Passage shown:
No one, it would hardly seem an
exaggeration to affirm, was more loved by Americans in the late 1780s than
George Washington. Regardless of the contributions of his various subordinates
in the Continental Army, the various state militia forces, the Continental
Navy, the various state governments, and America’s French allies, he was
unequivocally the popular face of the victory of the United States over Great
Britain in 1783. From a shaky beginning in 1775, 1776, and 1777 – during which
victory in Boston turned into a rout in New York – to a period of rebuilding
and retrenchment in 1778 and 1779 – defeat at Brandywine, winter a Valley
Forge, a stalemate at Monmouth – to a rendezvous with French reinforcements in
1780 and a climactic victory at Yorktown, Virginia in 1781, the story of
Washington’s leadership of the Continental Army was very easily transformed in
the popular imagination into a hero’s journey of self-sacrifice, humility,
perseverance, and hard-fought triumph. He was also a very self-effacing person,
which made his successes that much more impressive, and a cut a very impressive
figure in uniform and saddle. True, he had spent his younger days angling for a
commission in the British Army, was personally one of the wealthiest men in the
Thirteen Colonies, and was not above indulging in the factionalism and
infighting which plagued the officer corps of the Continental Army during the
Revolutionary War, but such minutiae had entirely ceased to matter by the end
of the 1780s. As far as the majority of his countrymen were concerned,
Washington was a humble farmer who accepted a grave responsibility at a time of
severe crisis, performed ably and well under very difficult circumstances, and
then foreswore the power he had accrued out of love for his country and respect
for his fellow citizens. In this sense, without having to promise anything or
to level any threats, the master of Mount Vernon had become an effective
Caesar-in-waiting.

Your tasks:
a - According to the passage on George Washington, where did the climactic victory of 1781 take place?
b - Substitute "vehicle side window" for "car side window" in the entries from the line holding "Tag each car side" through the line holding "left=349, top=110, right=400, bottom=123", inclusive, and give only those lines.

Task input:
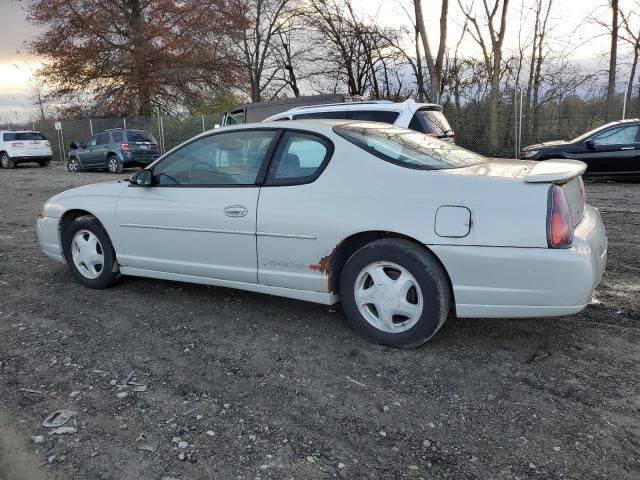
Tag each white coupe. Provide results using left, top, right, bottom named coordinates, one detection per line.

* * *

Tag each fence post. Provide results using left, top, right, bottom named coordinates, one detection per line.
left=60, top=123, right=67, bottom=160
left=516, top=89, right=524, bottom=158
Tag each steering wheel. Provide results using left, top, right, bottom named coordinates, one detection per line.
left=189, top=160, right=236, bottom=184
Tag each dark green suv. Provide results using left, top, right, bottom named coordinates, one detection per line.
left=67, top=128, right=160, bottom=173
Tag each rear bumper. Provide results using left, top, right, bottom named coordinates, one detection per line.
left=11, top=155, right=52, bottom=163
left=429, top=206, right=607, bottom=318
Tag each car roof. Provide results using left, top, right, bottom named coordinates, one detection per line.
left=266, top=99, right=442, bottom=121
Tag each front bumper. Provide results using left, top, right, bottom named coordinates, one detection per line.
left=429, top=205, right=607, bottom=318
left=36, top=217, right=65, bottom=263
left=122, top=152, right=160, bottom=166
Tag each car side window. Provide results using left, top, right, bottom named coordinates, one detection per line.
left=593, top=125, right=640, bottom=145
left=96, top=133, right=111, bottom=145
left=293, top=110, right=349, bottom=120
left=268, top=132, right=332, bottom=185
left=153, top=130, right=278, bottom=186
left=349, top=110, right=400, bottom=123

Solutions:
a - At Yorktown, Virginia.

b -
Tag each vehicle side window. Provide results using left, top, right, bottom named coordinates, one detection per line.
left=593, top=125, right=640, bottom=145
left=96, top=133, right=111, bottom=145
left=293, top=110, right=349, bottom=120
left=268, top=132, right=332, bottom=185
left=153, top=130, right=278, bottom=186
left=349, top=110, right=400, bottom=123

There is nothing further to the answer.